═════ Supplied passage ═════
Abstract
At present, there is still room for evolution in style transfer of open source programs. This research uses open source code for style transfer on GitHub. In addition, it supports the development of online AI Attraction Page, Windows versions, Andorid platform, and Intel NCS. It also strengthens calculation and supports bases of multiple platforms. It is able to implement static style transfer on film, and speed up style transfer inferencing performance on web page. In addition, the literature review explores aesthetic perception elements and applies them to calculate parameter setting. The results of this study discover when the content image weight is 7.5 and the style image weight is 120, the inferenced image can retain characteristics of the original image, and come out with new blending style. Besides, to freeze the content and style image weight ratio, and increase the style image weight value to more than 10,000, the thin film color effect may appear. When there are 32 filters, the extracted color and style can show the most appropriate proportion and state. When the style size is adjusted to 410 × 256 and the content image is close in size, the original style features become more prominent. Finally, keep the style image free space at appropriately 25%, higher texture effect may occur after training.
You have full access to this open access chapter, Download conference paper PDF
Similar content being viewed by others
Keywords
1 Introduction
In recent years, style transfer has flourished. This type of computer vision technology has been regarded as a popular field in both academia and industry. The literature review reveals that previous studies have mostly started at the technical level, while recent trends began to explore aesthetic principle on top of enhancing technique. Furthermore, setting calculus parameters becomes a new research subject. In order to produce good visual effect, adjustment has been made based on past experience [14]. The study reviews the aesthetic factors to find the most appropriate key style elements as a reference for parameter adjustment. In general, the contribution of this research lies in: (1) based on the aesthetic principle, exploring adjustment of different styles and content parameters generated from effect of style transfer images. (2) Implementing dynamic style transfer to film and reach key factors of noise reduction.
2 Literature Review
2.1 Convolutional Neural Network
Convolutional Neural Network (CNN), which gradually evolves from Neural Network (NN), is a mathematical function that uses computing model to simulate the neural system of the human or animal brain [17]. In 1989, Yann LeCun successfully applied CNN to recognize handwritten digits, which was an important basis for machine vision [19]. In recent years, due to the improvement of hardware computing performance and the advancement of deep learning algorithms, neural networks again became a hot topic. Their overall structure can be divided into three parts: the convolution layer, the pooling layer, and the fully connected layer [18]. The convolution layer is used to extract the image data characteristics. The image feature undergoes weight arithmetic according to pixels in the area covered by the filter. During the process, the effects of images vary as the size of the filter, the distance of the slide and the number of outputs are different. The filter, also known as the convolution kernel, is mainly used to reduce image noise. The pooling layer takes over the features after the convolution layer, then classifies and extracts features accordingly. The purpose is to reduce and compress calculation parameters, and to decrease overfitting. The loss layer is mainly used to determine the difference between the calculated result and the original preset answer. The loss function is used to punish the predicted deviation. The fully connected layer integrates the previously learned features and connects them.
═════ Information given ═════
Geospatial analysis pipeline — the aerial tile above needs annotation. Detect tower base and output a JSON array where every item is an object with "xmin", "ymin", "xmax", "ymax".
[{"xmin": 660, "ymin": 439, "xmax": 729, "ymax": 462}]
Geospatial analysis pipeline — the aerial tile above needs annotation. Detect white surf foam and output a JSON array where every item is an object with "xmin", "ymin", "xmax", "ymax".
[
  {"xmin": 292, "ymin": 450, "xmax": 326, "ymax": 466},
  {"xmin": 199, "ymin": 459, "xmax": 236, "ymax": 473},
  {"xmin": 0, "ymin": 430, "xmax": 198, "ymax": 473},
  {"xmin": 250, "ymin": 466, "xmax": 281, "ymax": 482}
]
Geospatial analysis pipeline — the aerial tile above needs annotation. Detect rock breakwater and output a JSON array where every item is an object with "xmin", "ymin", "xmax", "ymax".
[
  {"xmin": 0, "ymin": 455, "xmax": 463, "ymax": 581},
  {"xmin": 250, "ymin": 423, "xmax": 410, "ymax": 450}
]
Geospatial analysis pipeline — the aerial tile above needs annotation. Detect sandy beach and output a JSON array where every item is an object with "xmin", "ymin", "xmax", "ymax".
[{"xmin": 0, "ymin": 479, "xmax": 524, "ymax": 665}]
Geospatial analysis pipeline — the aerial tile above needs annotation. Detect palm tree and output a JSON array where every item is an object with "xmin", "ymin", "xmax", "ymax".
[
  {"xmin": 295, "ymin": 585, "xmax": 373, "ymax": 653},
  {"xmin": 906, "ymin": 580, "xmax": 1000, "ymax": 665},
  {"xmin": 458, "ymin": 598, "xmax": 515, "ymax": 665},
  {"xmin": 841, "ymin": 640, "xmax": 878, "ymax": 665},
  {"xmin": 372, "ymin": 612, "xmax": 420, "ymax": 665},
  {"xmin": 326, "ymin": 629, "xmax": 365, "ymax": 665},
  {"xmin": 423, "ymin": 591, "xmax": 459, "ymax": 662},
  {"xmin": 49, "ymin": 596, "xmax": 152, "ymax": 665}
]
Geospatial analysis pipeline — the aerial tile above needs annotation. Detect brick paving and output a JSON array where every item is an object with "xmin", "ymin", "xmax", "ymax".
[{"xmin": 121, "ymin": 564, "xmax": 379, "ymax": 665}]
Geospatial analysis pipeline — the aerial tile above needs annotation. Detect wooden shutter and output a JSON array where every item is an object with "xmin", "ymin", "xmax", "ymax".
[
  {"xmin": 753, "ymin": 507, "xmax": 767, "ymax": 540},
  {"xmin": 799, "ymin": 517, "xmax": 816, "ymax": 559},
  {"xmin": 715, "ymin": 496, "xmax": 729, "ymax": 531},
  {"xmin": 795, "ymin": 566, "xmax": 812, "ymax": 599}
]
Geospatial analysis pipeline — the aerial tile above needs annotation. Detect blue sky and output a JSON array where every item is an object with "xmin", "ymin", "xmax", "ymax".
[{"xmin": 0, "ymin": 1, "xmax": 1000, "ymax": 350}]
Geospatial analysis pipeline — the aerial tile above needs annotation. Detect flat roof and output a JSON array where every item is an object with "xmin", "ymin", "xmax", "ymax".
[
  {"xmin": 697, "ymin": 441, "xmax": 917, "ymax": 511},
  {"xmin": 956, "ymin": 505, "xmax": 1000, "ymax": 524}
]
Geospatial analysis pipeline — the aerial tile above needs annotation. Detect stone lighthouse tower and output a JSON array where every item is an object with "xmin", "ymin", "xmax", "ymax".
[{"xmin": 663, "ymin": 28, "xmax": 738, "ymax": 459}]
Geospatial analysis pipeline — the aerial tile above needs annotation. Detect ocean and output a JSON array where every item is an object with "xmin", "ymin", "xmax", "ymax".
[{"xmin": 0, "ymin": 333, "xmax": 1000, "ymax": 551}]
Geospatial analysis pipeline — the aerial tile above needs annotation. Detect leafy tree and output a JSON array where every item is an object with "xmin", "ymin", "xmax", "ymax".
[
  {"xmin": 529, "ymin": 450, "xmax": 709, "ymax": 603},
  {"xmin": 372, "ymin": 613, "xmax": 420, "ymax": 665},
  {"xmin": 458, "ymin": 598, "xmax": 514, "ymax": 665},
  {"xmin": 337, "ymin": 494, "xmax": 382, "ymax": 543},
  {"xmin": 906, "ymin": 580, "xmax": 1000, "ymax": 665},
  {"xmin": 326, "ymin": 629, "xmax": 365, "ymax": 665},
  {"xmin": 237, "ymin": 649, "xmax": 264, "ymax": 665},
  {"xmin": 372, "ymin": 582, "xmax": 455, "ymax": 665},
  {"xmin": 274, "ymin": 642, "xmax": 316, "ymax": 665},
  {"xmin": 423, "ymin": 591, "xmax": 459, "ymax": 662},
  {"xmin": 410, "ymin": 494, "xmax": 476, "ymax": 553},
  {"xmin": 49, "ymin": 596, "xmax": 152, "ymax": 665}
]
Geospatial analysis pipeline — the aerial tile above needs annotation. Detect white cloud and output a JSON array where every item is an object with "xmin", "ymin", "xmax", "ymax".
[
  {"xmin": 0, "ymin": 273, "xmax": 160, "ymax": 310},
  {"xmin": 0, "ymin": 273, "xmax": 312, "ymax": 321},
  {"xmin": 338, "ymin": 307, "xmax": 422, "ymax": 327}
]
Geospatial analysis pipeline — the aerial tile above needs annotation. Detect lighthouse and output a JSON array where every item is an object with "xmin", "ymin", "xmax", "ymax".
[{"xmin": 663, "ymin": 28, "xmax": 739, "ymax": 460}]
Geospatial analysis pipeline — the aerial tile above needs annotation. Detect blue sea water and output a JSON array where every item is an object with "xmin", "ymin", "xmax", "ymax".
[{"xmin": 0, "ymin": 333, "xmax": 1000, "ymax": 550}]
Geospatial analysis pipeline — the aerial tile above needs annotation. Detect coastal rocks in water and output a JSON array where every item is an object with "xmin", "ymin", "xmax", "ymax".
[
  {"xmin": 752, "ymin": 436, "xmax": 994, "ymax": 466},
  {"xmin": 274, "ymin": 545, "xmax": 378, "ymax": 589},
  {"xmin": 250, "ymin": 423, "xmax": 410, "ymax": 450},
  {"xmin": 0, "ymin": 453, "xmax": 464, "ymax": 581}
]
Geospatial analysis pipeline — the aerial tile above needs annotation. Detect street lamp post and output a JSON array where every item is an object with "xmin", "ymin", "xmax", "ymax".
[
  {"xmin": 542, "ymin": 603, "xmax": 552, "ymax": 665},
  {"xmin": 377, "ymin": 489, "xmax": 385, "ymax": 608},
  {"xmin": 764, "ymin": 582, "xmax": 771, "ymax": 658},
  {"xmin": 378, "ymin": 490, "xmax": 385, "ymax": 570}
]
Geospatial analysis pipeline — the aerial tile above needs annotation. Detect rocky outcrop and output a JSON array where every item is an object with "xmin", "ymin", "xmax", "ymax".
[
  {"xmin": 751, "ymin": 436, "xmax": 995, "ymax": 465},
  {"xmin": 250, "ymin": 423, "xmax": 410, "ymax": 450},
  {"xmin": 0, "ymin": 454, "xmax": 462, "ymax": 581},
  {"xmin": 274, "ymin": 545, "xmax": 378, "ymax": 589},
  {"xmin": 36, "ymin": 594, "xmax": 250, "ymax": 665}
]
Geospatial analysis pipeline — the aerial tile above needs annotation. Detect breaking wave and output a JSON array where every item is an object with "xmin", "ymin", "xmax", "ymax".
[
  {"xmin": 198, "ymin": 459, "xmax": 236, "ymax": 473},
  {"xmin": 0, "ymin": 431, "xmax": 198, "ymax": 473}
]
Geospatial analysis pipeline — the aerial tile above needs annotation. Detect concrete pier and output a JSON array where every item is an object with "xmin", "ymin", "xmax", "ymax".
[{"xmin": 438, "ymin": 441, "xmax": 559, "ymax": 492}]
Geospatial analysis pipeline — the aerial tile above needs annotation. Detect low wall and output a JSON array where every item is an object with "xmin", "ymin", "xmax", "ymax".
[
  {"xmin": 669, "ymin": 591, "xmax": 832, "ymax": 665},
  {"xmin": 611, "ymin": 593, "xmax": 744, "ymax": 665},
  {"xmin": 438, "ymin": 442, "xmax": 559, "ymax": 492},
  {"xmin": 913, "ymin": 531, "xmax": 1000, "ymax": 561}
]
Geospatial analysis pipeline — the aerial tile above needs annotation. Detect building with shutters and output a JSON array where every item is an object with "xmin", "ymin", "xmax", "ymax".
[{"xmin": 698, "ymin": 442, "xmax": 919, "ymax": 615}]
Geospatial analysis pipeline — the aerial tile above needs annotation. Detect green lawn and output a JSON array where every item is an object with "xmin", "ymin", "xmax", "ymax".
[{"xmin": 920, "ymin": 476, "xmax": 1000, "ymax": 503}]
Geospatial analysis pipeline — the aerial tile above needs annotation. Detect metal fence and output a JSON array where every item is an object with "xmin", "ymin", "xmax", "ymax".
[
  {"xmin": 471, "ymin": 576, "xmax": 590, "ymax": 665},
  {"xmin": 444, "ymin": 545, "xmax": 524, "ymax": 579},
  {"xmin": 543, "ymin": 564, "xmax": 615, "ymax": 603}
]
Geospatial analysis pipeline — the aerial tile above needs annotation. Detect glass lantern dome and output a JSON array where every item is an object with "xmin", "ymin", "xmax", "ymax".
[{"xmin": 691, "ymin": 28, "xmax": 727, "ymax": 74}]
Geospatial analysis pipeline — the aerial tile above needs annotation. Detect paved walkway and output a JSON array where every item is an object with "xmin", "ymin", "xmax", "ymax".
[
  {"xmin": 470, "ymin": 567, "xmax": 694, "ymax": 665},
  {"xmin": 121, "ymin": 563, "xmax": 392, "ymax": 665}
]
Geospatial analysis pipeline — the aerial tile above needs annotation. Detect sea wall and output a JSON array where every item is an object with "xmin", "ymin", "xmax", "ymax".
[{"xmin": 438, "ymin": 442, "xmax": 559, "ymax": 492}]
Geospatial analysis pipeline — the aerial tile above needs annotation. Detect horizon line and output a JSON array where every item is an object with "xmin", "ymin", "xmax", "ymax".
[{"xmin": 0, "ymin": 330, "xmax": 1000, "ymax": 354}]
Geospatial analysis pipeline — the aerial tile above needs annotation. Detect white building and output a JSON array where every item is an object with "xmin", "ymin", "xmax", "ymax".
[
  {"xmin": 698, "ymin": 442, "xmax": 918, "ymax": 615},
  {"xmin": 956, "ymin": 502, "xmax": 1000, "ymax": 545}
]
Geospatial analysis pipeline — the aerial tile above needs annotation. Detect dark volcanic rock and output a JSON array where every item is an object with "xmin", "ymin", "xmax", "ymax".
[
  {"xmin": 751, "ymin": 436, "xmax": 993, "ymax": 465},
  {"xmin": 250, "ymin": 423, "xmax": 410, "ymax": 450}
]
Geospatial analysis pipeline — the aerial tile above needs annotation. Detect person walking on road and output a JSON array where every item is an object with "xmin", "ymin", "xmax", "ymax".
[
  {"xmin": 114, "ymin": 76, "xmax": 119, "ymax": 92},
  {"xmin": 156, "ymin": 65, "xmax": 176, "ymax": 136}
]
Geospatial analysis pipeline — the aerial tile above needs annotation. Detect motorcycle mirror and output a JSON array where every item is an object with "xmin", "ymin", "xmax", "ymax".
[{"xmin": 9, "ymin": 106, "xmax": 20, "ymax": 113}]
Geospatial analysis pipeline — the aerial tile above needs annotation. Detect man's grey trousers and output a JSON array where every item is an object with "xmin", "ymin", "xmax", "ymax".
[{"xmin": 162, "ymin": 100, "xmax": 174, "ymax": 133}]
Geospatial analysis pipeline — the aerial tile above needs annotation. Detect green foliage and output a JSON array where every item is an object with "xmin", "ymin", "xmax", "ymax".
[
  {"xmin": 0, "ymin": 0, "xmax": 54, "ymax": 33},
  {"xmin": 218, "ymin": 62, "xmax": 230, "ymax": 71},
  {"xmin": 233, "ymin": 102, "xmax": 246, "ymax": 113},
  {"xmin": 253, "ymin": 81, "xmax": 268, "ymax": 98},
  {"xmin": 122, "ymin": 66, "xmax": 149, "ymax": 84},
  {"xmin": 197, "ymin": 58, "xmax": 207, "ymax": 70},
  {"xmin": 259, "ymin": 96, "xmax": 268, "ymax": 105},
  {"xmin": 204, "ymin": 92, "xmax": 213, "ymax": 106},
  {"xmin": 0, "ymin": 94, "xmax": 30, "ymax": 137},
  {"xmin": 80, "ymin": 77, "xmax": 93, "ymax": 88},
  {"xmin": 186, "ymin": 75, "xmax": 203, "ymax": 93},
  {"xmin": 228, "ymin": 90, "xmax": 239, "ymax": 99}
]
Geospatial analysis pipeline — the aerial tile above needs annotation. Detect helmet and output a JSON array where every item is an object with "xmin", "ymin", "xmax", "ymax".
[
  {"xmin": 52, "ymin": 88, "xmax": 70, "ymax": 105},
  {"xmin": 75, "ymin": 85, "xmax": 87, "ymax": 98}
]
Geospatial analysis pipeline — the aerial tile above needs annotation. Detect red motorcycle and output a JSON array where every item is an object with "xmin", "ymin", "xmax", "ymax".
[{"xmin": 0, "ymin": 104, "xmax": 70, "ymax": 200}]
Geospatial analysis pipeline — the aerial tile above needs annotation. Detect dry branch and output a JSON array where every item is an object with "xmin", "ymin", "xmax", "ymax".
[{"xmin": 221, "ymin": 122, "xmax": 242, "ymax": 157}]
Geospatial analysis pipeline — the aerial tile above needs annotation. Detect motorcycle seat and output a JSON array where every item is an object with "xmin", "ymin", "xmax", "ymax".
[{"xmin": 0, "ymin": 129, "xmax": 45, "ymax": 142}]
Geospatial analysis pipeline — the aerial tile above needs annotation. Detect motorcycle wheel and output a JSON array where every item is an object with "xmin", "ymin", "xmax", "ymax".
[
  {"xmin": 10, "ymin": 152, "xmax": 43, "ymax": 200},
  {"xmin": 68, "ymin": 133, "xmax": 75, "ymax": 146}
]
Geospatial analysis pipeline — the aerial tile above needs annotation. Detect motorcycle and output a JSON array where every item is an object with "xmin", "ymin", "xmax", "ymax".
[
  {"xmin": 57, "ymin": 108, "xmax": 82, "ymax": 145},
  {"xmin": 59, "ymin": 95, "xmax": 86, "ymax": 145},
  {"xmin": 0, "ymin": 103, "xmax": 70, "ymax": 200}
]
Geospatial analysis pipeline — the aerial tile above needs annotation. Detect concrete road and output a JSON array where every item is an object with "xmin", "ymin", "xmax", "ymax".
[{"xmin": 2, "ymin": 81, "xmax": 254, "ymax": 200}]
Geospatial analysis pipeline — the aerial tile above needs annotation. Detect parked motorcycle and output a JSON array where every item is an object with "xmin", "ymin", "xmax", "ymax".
═════
## To-do list
1 > In the style transfer paper, what content image weight and style image weight let the inferenced image keep the original image's characteristics while producing a new blended style?
2 > Pick up the style transfer paper after its final sentence and keep writing.

## Answers for this exercise
1 > A content image weight of 7.5 and a style image weight of 120.

2 >
2.2 Style Transfer
Style transfer is to transfer the selected image features to another image or film through convolution calculation. Gatys, Ecker, and Bethge entered style transfer to new application areas [8]. In addition, some researches have put forward concepts of feed-forward networks and defined the output loss function [16, 23]. Some other studies have proposed faster calculation methods [10], which greatly reduce the training time and cost. The framework of image analogies mentioned divides a set of images into two sides, one side is training data and the other side is a filter, which can produce similar image filter effect [12]. This method can transfer the texture of artistic style images or non-artistic common images to another image [6]. The similar point is just able to transfer a specific style. To this end, Dumoulin, Shlens, and Kudlur further brought up a neural network that can produce a variety of style changes, and created a neural network that can adapt to various artistic styles. This framework allows users to generate new styles through various combinations [5].
2.3 Video Style Transfers
Compared with image style transfer, video style transfer contains one more key factor – time, so smoothness is a very important key point. In the transfer process, the connection of each frame of the video played needs to be considered [14]. Originally, the algorithm of Gatys et al. is easy to cause noise, omission or flicker, and the effect is unstable [9]. For this reason, a time loss function is introduced to improve the deviation [22]. A deep learning framework of training is also proposed to proceed with style transfer for films of any length. Moreover, it is also suitable for virtual reality to produce 360 equirectangular images and films [3].
2.4 Aesthetic
Perception of beauty includes beauty experiment, beauty memory, visual experience, and culture influence. The aesthetic concept involves some psychology [13]. For image calculated by style transfer, visual evaluation is another important topic of current research [14]. According to visual complexity of image, it is discovered that three major factors affect human perception: compositions, colors and contents [11]. Color analysis proposed the MECOCO1 method for works by Van Gogh. Measuring complementary colors, and analyzing paintings colors find out that through the eclipse of time, colors will also change according to style [15]. As to specific arrangement of texture and handwriting, the painting style itself may generate a unique rhythm. Based on the aesthetic form displayed, five points are sorted out respectively: color, proportion, texture, structure, and composition [4]. To summarize the above, this study concludes with three aspects of aesthetic perception: (1) Proportional facets: structure, weight, and balance. (2) Color facets: lightness, chroma, hue. (3) Textured facets: gloss, texture, and aging marks. Under proportional, color and textured facets, this study will then apply different parameters to images after style transfer as well as differences of aesthetics so as to sustain the feature and strengthen style transfer weight implementation in the future.
3 Research Method
3.1 Purpose of Methodology
Values of various parameters are set according to aesthetic key factors obtained from literature review. The three key factors are explored in terms of ratio, color, and texture facets to calculate the aesthetic disparity in images under calculation of different parameters.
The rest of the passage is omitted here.